[Data lines]
════════════════════

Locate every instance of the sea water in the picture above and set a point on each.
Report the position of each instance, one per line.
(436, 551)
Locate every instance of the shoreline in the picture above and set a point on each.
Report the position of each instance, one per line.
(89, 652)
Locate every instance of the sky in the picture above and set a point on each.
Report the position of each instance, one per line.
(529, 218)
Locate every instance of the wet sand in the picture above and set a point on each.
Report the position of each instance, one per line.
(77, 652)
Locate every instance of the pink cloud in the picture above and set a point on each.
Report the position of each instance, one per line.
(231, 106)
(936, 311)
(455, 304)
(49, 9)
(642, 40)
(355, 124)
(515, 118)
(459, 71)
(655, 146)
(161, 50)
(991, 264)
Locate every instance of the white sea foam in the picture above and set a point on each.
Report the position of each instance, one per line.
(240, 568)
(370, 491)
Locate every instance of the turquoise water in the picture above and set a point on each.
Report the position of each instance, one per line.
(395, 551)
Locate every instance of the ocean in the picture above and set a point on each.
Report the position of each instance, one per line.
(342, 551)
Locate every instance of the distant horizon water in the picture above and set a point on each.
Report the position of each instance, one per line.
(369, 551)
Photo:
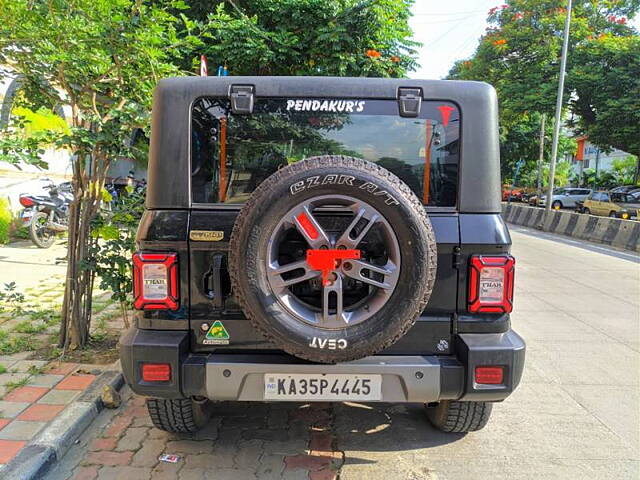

════════════════════

[Written exercise]
Switch "set a point" to "place a marker" wherever it occurs in the material, and give back all of its lines with nothing else changed. Leave the photo out.

[Solution for this task]
Locate every instance of the sea water in the picture above and place a marker on each.
Report the position of each instance, one per line.
(436, 551)
Locate every instance of the shoreline in the picture above and place a marker on each.
Report the position of each instance, one per line.
(89, 652)
Locate every instance of the sky in the picture above and place a marker on each.
Report the position of each instance, one per line.
(529, 218)
Locate every instance of the wet sand in the picture above and place a marker on each.
Report the position of each instance, one per line.
(77, 652)
Locate every instance of the pink cloud in the picture above and place a marker on each.
Report the position of each instance, one per line.
(231, 106)
(936, 311)
(455, 304)
(49, 9)
(642, 40)
(355, 124)
(515, 118)
(459, 71)
(655, 146)
(161, 50)
(991, 264)
Locate every instance of the white sea foam in the picture above and place a marker on each.
Report the position of each instance, one per line.
(240, 568)
(370, 491)
Locate every instance of the turquoise water in the picture above and place a marker on each.
Report the position of each instance, one per line.
(395, 551)
Locate every instance of the ocean in the picture above and place a marker on each.
Report the position of each instance, one per line.
(342, 551)
Locate every instance of the distant horizon water in the picture above and place a marker on each.
Report the position of each instance, one per line.
(369, 551)
Photo:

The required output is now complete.